## Aim A:
Print the passage of the Abel Matutes biography below from "Abel Matutes y" up to and including "Islands until 1985.".

Abel Matutes y Juan (born 31 October 1941) is a Spanish politician who served as Spain's Minister of Foreign Affairs from 6 May 1996 to 2000.  Matutes was born in Ibiza on 31 October 1941 and his early political life was in that region. He was Mayor of Ibiza in 1970 and 1971 and became Senator for Ibiza and Formentera in 1977. In 1982 Matutes left the Senate and became a member of the Congress of Deputies the lower house of the Spanish Parliament, representing the Balearic Islands until 1985.

In 1986, Matutes became a member of the Commission of the European Community (the Delors Commission), where he was in charge of the departments of Credit and Investment, Financial Engineering and Policy for Small and Medium Enterprises, North–South relations, Mediterranean Policy, and Relations with Latin America and Asia. In 1993 his brief changed to Transportation, Energy and the Supply Agency for Euratom.

He was a member of the European Parliament and spokesman for the Partido Popular at the European Parliament from 1994 onwards. As a Founder Chairman of the Balaerics' "Unió Liberal" Party. He was also deputy chairman of Alianza Popular and is currently a member of the Executive Committee of the Partido Popular.

## Extracted material:

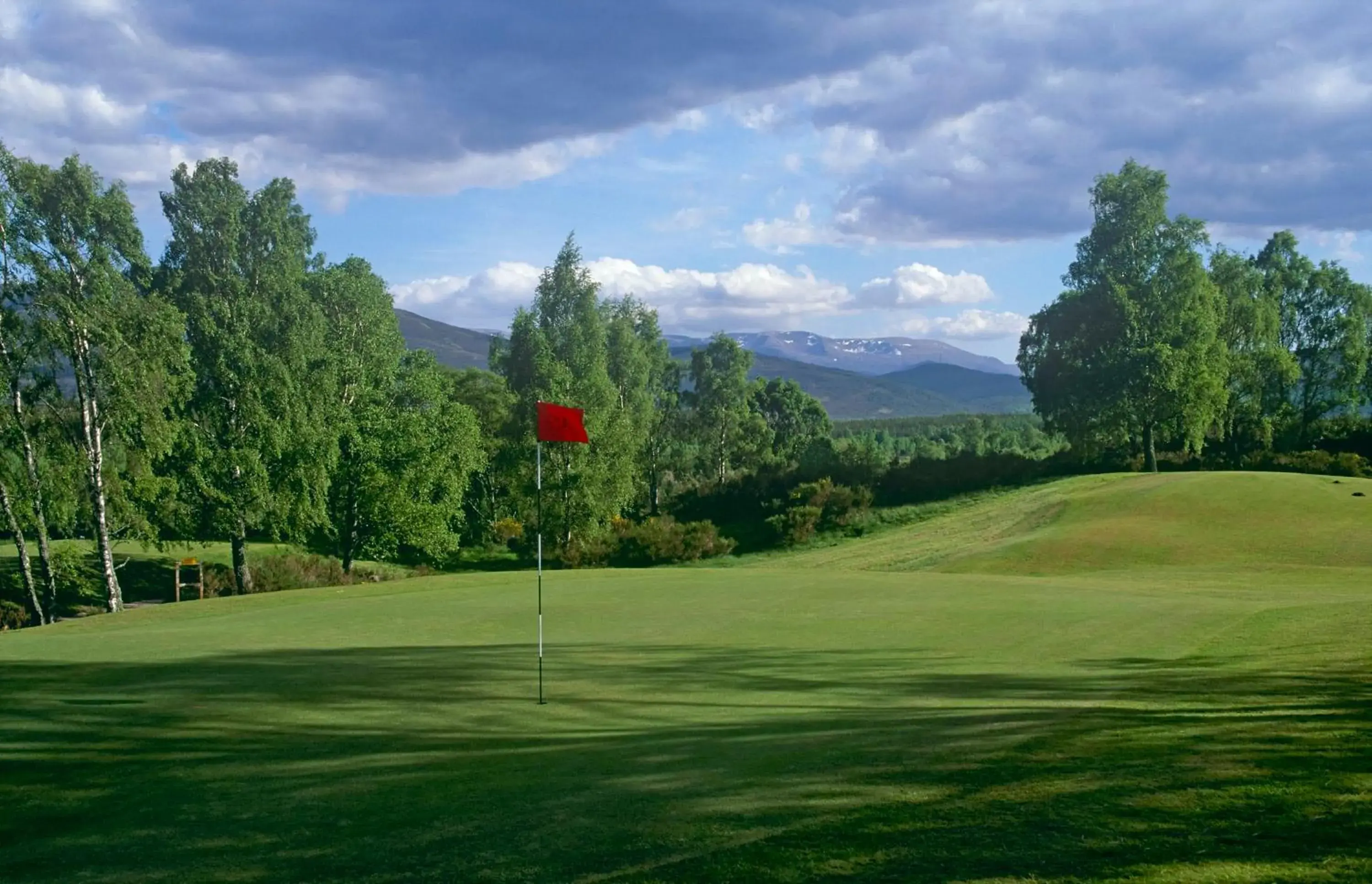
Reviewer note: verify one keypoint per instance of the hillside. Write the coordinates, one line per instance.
(459, 348)
(1227, 522)
(927, 390)
(1194, 673)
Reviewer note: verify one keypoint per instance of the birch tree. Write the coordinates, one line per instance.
(257, 448)
(94, 307)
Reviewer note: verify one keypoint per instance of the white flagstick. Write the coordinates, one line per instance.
(538, 449)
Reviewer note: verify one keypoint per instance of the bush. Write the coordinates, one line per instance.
(508, 529)
(663, 541)
(818, 507)
(77, 576)
(795, 525)
(283, 571)
(656, 541)
(13, 615)
(1318, 462)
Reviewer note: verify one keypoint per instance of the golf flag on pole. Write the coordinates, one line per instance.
(556, 423)
(559, 423)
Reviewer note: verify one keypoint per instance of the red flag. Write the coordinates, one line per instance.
(560, 423)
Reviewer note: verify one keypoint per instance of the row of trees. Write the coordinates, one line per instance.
(1152, 346)
(246, 388)
(241, 386)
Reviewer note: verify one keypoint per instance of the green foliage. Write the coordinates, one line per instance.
(1316, 462)
(818, 507)
(795, 419)
(662, 540)
(284, 571)
(950, 436)
(257, 448)
(13, 615)
(732, 436)
(407, 445)
(490, 496)
(86, 289)
(1261, 368)
(1132, 349)
(559, 352)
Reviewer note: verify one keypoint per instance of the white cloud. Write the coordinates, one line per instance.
(747, 296)
(787, 235)
(692, 120)
(32, 101)
(969, 326)
(1344, 243)
(848, 149)
(766, 116)
(921, 285)
(706, 301)
(482, 300)
(689, 219)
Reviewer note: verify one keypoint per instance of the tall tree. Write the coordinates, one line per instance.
(1323, 324)
(258, 448)
(489, 497)
(559, 352)
(1261, 370)
(636, 356)
(729, 431)
(1132, 348)
(795, 419)
(16, 364)
(121, 344)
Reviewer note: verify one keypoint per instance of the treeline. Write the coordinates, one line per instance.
(950, 436)
(245, 388)
(1154, 349)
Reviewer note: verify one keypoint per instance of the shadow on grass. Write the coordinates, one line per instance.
(680, 764)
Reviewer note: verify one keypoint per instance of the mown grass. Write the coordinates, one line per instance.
(804, 720)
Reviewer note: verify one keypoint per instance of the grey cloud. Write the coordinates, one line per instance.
(991, 117)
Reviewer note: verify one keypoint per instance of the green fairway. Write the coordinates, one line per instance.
(1108, 679)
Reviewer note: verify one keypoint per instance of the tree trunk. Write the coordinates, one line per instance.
(25, 570)
(1150, 455)
(349, 533)
(92, 441)
(652, 482)
(31, 464)
(239, 547)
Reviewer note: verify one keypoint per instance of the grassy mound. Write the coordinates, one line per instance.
(1222, 521)
(1115, 722)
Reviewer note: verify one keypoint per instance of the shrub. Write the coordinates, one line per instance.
(1316, 462)
(283, 571)
(820, 507)
(795, 525)
(508, 529)
(663, 540)
(77, 577)
(13, 615)
(589, 551)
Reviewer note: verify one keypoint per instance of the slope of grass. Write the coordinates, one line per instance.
(799, 721)
(1216, 521)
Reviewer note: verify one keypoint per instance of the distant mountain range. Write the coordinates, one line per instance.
(854, 378)
(866, 356)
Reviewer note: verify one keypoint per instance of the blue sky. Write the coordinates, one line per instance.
(850, 168)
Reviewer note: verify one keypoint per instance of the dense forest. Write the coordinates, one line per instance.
(245, 388)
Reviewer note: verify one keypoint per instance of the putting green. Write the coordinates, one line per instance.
(1013, 692)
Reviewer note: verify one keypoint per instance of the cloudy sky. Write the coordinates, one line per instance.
(844, 167)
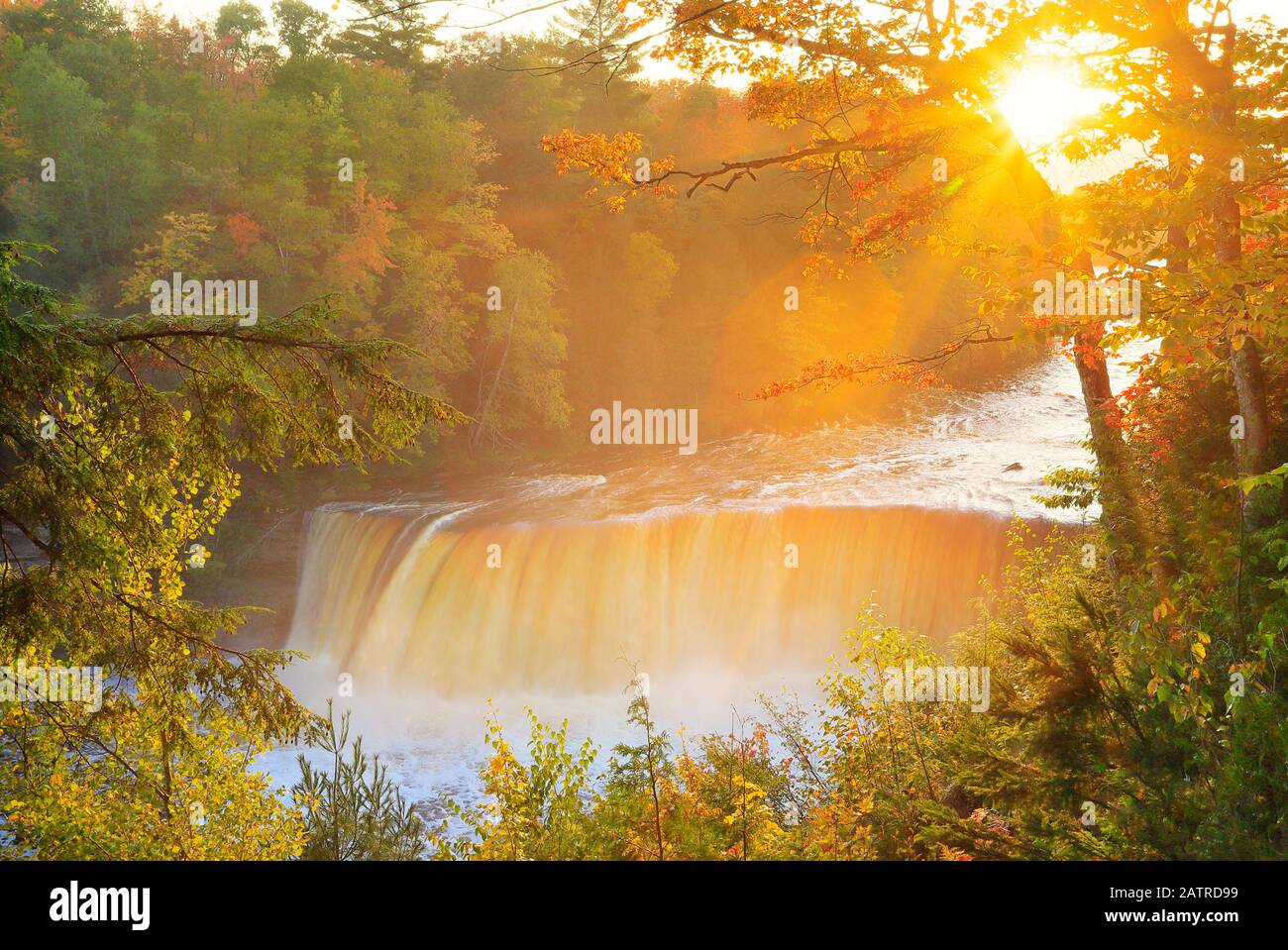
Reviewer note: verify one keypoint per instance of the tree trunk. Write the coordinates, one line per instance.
(1119, 498)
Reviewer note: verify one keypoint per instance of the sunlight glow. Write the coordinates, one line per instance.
(1042, 103)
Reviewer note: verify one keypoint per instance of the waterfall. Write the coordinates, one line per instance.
(406, 594)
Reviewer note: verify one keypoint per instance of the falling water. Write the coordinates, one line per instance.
(408, 593)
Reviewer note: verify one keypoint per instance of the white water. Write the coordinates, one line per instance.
(381, 582)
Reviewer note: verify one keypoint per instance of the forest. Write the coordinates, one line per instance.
(463, 244)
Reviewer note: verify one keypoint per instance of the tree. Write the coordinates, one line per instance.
(349, 816)
(391, 34)
(300, 29)
(123, 441)
(519, 377)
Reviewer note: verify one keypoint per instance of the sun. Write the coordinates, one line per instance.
(1042, 102)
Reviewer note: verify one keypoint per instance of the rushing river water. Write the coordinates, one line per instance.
(725, 573)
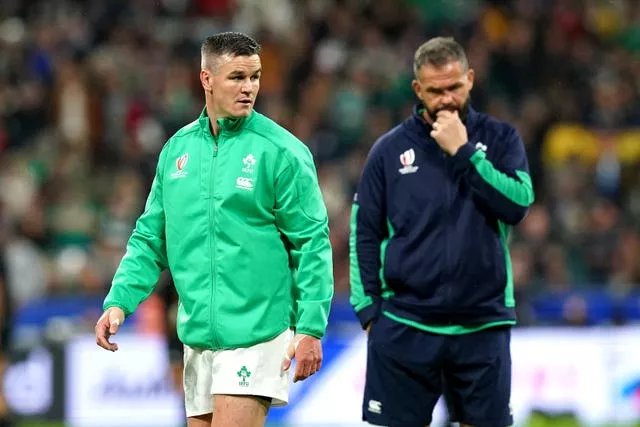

## Aim B:
Gather every line of the records above that contains the word "forest".

## Full solution A:
Abel Matutes y Juan (born 31 October 1941) is a Spanish politician who served as Spain's Minister of Foreign Affairs from 6 May 1996 to 2000.  Matutes was born in Ibiza on 31 October 1941 and his early political life was in that region. He was Mayor of Ibiza in 1970 and 1971 and became Senator for Ibiza and Formentera in 1977. In 1982 Matutes left the Senate and became a member of the Congress of Deputies the lower house of the Spanish Parliament, representing the Balearic Islands until 1985.

## Full solution B:
Reviewer note: verify one keypoint per instance of the dense forest. Write the coordinates, one line per instance.
Reviewer note: verify one keypoint per instance of the forest. Write the coordinates, one line per instance.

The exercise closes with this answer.